>> START DATASET EXCERPTS

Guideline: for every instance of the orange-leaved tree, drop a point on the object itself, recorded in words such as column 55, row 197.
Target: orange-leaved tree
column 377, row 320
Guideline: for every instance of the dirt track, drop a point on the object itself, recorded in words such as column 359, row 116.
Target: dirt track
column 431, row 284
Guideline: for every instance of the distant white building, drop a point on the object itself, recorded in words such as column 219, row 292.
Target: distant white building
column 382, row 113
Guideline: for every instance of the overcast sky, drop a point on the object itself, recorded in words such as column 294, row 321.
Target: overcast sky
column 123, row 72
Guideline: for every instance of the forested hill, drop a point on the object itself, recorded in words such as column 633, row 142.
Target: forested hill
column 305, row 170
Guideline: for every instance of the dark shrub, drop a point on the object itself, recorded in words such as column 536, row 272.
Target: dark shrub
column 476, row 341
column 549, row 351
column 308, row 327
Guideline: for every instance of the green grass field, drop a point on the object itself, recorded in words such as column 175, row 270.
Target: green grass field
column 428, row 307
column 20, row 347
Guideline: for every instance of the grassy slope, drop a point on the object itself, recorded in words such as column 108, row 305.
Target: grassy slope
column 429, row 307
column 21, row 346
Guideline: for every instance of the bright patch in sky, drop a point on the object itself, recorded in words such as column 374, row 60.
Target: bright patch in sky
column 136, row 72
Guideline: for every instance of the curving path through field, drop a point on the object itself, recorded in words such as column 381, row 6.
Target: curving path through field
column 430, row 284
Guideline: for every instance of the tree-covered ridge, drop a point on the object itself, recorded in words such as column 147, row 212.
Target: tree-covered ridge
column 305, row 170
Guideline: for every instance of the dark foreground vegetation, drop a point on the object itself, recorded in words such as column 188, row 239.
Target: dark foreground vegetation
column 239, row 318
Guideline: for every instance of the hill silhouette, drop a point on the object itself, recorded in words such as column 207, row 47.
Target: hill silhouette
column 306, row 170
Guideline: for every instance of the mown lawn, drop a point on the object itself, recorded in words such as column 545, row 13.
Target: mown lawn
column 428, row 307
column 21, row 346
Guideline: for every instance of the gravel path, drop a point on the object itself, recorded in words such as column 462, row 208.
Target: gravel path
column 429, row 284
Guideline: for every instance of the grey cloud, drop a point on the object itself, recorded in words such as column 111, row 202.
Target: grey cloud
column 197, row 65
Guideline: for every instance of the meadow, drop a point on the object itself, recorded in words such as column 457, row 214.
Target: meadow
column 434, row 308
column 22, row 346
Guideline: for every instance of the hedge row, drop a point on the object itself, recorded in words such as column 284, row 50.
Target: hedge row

>> END DATASET EXCERPTS

TASK GOAL:
Rewrite all of the rows above, replacing every occurrence of "drop a point" with "place a point" and leaving everything else unchanged.

FULL RESPONSE:
Guideline: for every instance of the orange-leaved tree, place a point on the object itself, recorded in words such as column 55, row 197.
Target: orange-leaved tree
column 377, row 320
Guideline: for every instance of the dirt track, place a point on the object itself, recorded in words such as column 359, row 116.
Target: dirt track
column 431, row 284
Guideline: for every instance of the distant white building, place a point on the object itself, recorded in words such as column 219, row 292.
Target: distant white building
column 382, row 113
Guideline: for every instance of the overcast sky, place a point on the object itself, recorded in words such as column 294, row 321.
Target: overcast sky
column 123, row 72
Guideline: for every instance of the forested hill, place a point on the object itself, recorded in words such as column 633, row 142.
Target: forested hill
column 305, row 170
Guideline: for every instance of the dark shrub, place a point on the object itself, recorded in words such as column 536, row 272.
Target: dark shrub
column 476, row 341
column 549, row 351
column 308, row 327
Guideline: for every instance of the green grass field, place a point on the object itself, recorded in words such as column 175, row 270.
Target: green grass field
column 428, row 307
column 20, row 347
Guideline: for every instance of the grassy slope, place a point on the object itself, recorded in words such as column 108, row 305.
Target: grassy slope
column 429, row 307
column 21, row 346
Guideline: for every instance of the bright patch in sky, place a point on the object itself, recorded in words such as column 374, row 60.
Target: bright patch in sky
column 136, row 72
Guideline: for every instance of the curving path through field, place a point on the object itself, recorded in words such as column 381, row 6.
Target: curving path through field
column 430, row 284
Guideline: for every instance of the tree-covered ridge, place a point on the object itself, recorded in words such as column 147, row 212.
Target: tree-covered ridge
column 305, row 170
Guideline: for every instance of the dark foreground vegetation, place a point on the object itself, recorded in words such as column 188, row 239.
Target: dark foreground vegetation
column 239, row 318
Guideline: for every instance of the hill silhouette, place a point on the object itself, recorded in words such as column 207, row 47.
Target: hill silhouette
column 306, row 170
Guideline: for every instance of the mown lawn, place a point on the object itself, recorded in words such as column 545, row 13.
Target: mown lawn
column 428, row 307
column 21, row 346
Guideline: for every instance of the gravel path, place a point on the object itself, recorded in words such as column 462, row 208.
Target: gravel path
column 429, row 284
Guideline: for every instance of the grey cloud, place a point on the object itself, recorded in words such as column 111, row 202.
Target: grey cloud
column 197, row 65
Guideline: for every instance of the meadow, place a point on the object itself, recorded in words such as column 457, row 214.
Target: meadow
column 434, row 308
column 22, row 346
Guideline: for every instance of the hedge row, place a point on the object itself, recorded in words such as column 284, row 50.
Target: hedge row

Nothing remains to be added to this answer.